§ **Selected extract**
------------------------------------------------------------

Stellar explosions -- supernovae -- are well known to scientists who gaze out into the cosmos. It is the destiny of stars that are roughly eight to twenty-five times the mass of our sun to go out in a fiery, yet silent bang: a type II supernova. When such stars use up the fuel that drives stellar fusion -- primarily hydrogen and helium -- the core progressively fuses into heavier and heavier elements until it turns into iron. At this point, it ceases to emit radiation and no longer generates outward pressure. As a result, the star begins to collapse under its crushing gravity, forming a compact neutron star just fourteen miles in diameter. But suddenly, in the midst of this collapse, powerful shocks begin and resonate throughout the receding outer layers, until finally, in a luminous explosion, those layers are blasted away, spewing out elemental remnants that fertilize the surrounding interstellar medium. In this enriched bath of starstuff, planets may form which could one day sprout life.

The prior description forms a satisfying and seemingly complete tale of life, death, and rebirth, but there's actually a crucial detail that for years has remained an incredible mystery: Why would a star that's imploding under the force of gravity suddenly and rapidly reverse course and instead spectacularly explode outward? Intuition suggests that the collapse would continue until the star fizzles out, and this is exactly what happens when massive computers are programmed to simulate supernova!

------------------------------------------------------------

§ **Stated exercise a**
Which chemical elements does the supernova text name? List them all.

(Excerpts of pointing data)
------------------------------------------------------------

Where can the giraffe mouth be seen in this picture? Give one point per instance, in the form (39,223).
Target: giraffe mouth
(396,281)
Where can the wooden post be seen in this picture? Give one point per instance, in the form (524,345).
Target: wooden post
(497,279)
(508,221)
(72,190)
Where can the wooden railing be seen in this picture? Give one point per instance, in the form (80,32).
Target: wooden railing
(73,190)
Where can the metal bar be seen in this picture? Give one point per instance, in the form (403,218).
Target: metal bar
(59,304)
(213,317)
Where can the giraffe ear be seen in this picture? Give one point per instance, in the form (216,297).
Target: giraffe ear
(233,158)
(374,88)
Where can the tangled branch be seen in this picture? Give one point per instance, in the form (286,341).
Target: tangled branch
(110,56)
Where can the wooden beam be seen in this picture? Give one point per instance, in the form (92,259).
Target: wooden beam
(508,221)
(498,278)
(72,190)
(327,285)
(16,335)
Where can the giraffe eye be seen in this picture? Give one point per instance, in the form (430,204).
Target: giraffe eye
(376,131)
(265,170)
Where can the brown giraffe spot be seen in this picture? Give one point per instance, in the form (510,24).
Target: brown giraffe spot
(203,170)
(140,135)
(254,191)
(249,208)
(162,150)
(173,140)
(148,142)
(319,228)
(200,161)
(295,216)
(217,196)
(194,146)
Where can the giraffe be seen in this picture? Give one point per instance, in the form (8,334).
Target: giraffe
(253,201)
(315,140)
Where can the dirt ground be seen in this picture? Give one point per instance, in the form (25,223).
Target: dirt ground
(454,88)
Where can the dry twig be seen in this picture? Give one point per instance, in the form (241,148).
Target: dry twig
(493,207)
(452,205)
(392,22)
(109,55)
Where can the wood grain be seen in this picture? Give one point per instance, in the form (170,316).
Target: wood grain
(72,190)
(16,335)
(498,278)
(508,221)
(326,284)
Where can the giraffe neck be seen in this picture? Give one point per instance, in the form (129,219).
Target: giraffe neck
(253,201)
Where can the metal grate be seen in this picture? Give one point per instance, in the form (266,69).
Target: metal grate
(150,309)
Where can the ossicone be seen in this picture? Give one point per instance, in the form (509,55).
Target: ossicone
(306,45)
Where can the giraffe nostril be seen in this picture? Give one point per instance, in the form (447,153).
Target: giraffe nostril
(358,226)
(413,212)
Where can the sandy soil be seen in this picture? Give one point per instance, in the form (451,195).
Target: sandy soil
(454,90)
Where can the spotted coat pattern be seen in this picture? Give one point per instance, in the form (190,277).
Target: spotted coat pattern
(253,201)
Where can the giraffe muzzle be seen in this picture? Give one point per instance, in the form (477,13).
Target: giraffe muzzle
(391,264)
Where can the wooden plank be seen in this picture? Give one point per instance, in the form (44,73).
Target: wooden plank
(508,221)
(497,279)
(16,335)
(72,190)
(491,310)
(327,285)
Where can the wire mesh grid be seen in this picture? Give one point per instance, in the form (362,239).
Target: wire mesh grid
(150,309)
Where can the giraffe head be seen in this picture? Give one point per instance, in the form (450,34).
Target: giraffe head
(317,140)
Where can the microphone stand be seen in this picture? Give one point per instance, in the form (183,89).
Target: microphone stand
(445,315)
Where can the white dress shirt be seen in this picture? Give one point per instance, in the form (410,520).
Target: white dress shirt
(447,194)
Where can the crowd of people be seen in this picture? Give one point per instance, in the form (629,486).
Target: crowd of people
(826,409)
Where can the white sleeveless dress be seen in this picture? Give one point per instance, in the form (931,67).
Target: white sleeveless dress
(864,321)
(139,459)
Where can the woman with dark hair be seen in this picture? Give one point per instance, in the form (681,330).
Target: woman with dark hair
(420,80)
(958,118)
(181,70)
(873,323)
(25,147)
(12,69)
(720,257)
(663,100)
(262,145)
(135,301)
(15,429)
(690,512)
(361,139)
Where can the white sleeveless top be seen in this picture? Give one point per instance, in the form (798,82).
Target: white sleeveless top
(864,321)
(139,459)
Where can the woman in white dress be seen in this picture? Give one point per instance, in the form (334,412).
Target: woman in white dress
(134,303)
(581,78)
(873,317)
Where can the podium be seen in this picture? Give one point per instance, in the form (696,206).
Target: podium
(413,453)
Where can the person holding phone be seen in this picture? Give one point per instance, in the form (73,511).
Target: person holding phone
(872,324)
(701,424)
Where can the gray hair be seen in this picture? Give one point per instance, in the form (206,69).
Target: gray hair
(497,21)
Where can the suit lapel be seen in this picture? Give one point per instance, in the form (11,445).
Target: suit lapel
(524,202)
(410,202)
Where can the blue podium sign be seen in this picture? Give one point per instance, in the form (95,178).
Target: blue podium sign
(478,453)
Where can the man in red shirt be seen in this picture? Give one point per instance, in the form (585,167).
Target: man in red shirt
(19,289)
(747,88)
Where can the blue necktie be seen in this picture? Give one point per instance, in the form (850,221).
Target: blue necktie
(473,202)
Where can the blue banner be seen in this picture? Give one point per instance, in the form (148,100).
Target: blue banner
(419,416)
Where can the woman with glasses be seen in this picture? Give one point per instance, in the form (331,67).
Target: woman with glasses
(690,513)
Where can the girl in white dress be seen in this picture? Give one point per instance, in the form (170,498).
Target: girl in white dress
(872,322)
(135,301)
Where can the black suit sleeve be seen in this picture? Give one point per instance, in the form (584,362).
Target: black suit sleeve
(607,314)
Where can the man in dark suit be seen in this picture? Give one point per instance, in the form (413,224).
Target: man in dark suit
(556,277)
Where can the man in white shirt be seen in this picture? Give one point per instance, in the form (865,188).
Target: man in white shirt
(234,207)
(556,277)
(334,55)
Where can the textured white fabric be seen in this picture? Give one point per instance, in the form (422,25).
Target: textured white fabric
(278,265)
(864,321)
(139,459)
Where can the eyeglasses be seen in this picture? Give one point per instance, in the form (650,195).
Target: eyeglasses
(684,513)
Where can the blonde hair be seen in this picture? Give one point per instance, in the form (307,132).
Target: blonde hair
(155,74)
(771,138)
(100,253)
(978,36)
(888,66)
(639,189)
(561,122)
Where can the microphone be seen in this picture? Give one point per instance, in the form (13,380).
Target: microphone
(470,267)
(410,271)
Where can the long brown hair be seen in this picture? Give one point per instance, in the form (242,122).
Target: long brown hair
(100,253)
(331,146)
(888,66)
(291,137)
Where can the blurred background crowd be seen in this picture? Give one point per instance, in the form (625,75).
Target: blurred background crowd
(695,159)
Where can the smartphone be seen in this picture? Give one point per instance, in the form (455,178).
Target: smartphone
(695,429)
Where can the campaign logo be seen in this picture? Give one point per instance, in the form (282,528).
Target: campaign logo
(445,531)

------------------------------------------------------------

§ **Stated exercise b**
Locate every line of the rows that contains the word "metal", and copy each of those lines. Case counts.

§ **Correct output a**
hydrogen, helium, iron

§ **Correct output b**
Where can the metal bar be seen in this picture? Give one point per instance, in the form (403,218).
Target: metal bar
Where can the metal grate be seen in this picture? Give one point per instance, in the form (266,69).
Target: metal grate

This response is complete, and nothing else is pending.